**Work request:** Report every line below that carries the word "receives".

**Extracted records:**
______________________________

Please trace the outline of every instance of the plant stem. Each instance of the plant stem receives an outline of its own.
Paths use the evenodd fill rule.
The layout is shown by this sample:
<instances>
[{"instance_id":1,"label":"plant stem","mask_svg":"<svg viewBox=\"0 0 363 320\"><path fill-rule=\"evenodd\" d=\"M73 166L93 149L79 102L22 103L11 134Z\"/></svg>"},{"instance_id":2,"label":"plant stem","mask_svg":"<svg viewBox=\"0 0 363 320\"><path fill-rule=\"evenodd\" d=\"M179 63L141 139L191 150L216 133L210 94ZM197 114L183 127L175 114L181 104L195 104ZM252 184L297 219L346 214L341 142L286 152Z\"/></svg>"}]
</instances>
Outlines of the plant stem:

______________________________

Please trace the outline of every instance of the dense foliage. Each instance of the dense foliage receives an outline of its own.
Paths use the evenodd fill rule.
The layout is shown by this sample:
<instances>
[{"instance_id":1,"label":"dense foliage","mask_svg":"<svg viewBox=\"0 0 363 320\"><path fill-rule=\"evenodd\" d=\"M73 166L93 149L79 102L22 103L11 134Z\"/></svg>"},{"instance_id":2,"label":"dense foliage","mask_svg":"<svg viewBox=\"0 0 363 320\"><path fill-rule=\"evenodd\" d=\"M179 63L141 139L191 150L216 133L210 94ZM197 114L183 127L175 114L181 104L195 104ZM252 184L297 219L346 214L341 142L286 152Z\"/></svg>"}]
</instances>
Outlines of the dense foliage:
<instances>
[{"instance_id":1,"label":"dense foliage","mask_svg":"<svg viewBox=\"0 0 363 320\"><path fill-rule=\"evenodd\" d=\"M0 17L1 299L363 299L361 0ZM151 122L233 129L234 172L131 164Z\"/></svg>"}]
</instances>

______________________________

**Answer box:**
Please trace the outline of every instance of the plant stem. Each instance of the plant stem receives an outline of its own.
Please trace the outline of every instance of the dense foliage. Each instance of the dense foliage receives an outline of its own.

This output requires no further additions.